Aim of the exercise:
For the entries that follow, set down each one exactly and drop any pictures.
START Recorded data
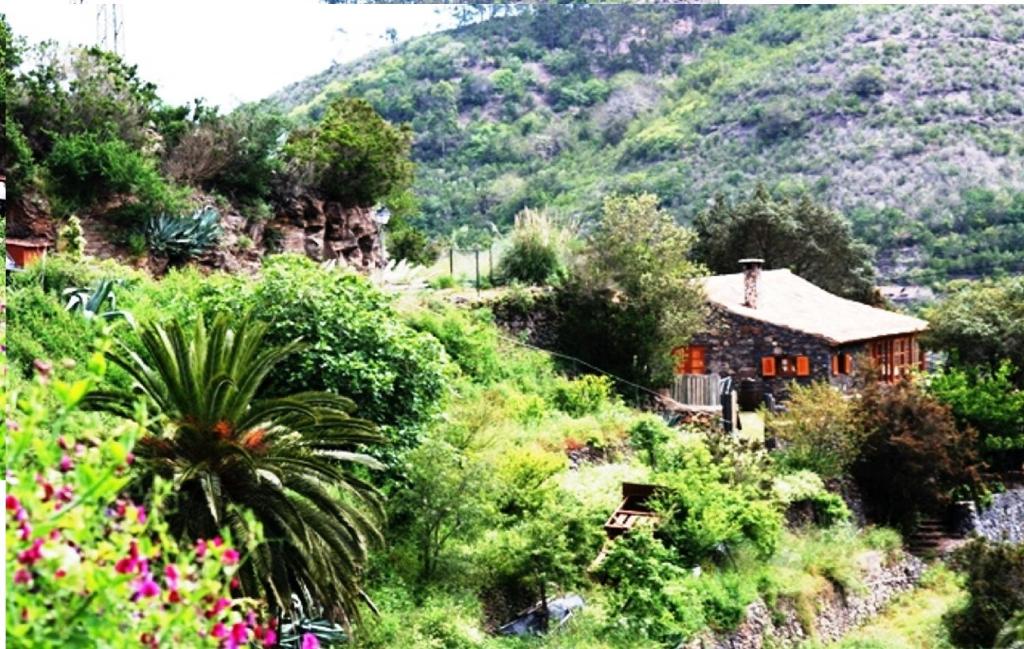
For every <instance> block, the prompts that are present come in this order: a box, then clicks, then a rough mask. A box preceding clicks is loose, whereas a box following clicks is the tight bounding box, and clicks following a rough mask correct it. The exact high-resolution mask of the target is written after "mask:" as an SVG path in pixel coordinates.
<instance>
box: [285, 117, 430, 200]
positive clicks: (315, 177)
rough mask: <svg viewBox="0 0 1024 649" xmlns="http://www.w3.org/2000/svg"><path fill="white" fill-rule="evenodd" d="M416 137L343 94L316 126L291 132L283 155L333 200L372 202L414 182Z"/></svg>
mask: <svg viewBox="0 0 1024 649" xmlns="http://www.w3.org/2000/svg"><path fill="white" fill-rule="evenodd" d="M412 141H413V135H412V131H411V130H410V128H409V127H408V126H404V125H403V126H400V127H396V126H393V125H391V124H389V123H388V122H386V121H384V120H383V119H382V118H381V116H380V115H378V114H377V112H376V111H374V109H373V106H371V105H370V103H368V102H367V101H365V100H362V99H351V98H346V97H343V98H340V99H338V100H336V101H335V102H334V103H332V104H331V105H330V106H328V109H327V111H326V113H325V114H324V117H323V118H322V119H321V121H319V122H318V123H317V124H316V125H314V126H311V127H307V128H303V129H298V130H296V131H293V132H292V134H291V136H290V137H289V141H288V143H287V144H286V145H285V154H286V156H287V157H288V158H289V159H290V160H291V161H292V163H293V164H294V165H295V166H296V167H298V172H299V173H300V175H301V176H303V177H305V178H306V179H308V180H309V181H310V182H311V183H312V184H313V185H315V186H316V187H317V188H319V189H321V190H322V191H323V192H324V193H325V194H326V196H327V197H328V198H329V199H331V200H334V201H338V202H340V203H341V204H342V205H345V206H350V207H354V206H371V205H374V204H375V203H377V202H379V201H382V200H384V199H385V198H386V197H388V196H391V194H394V193H398V192H400V191H402V190H404V189H406V188H407V187H408V186H409V184H410V182H412V179H413V164H412V163H411V162H410V161H409V152H410V147H411V146H412Z"/></svg>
END Recorded data
Task solution:
For every <instance> block, the prompts that are present come in this order: a box, then clicks, then a rough mask. A box preceding clicks is loose, whereas a box following clicks is the tight bounding box, and clicks following a rough mask correct it. The exact high-resolution mask of the target is written after "mask:" as an SVG path in pixel coordinates.
<instance>
box: [285, 117, 430, 200]
positive clicks: (315, 177)
rough mask: <svg viewBox="0 0 1024 649" xmlns="http://www.w3.org/2000/svg"><path fill="white" fill-rule="evenodd" d="M416 137L343 94L316 126L291 132L283 155L333 200L372 202L414 182Z"/></svg>
mask: <svg viewBox="0 0 1024 649" xmlns="http://www.w3.org/2000/svg"><path fill="white" fill-rule="evenodd" d="M412 141H413V135H412V131H411V130H410V128H409V127H408V126H404V125H403V126H400V127H396V126H393V125H391V124H389V123H388V122H386V121H384V120H383V119H382V118H381V116H380V115H378V114H377V112H376V111H374V109H373V106H371V105H370V103H368V102H367V101H365V100H362V99H351V98H346V97H343V98H340V99H338V100H336V101H335V102H334V103H332V104H331V105H330V106H328V109H327V111H326V113H325V114H324V117H323V118H322V119H321V121H319V122H318V123H317V124H316V125H314V126H311V127H307V128H303V129H298V130H296V131H293V132H292V134H291V136H290V137H289V141H288V143H287V144H286V145H285V154H286V156H287V157H288V158H289V159H290V160H291V161H292V163H293V164H294V165H295V166H296V167H298V172H299V173H300V175H301V176H303V177H305V178H306V179H308V180H309V181H310V182H311V183H312V184H313V185H315V186H316V187H317V188H319V189H321V190H322V191H323V192H324V193H325V194H326V196H327V197H328V198H329V199H331V200H334V201H338V202H340V203H341V204H342V205H345V206H350V207H354V206H371V205H374V204H375V203H377V202H379V201H382V200H384V199H385V198H386V197H388V196H391V194H394V193H398V192H400V191H402V190H404V189H406V188H407V187H408V186H409V184H410V182H412V179H413V164H412V163H411V162H410V161H409V152H410V147H411V146H412Z"/></svg>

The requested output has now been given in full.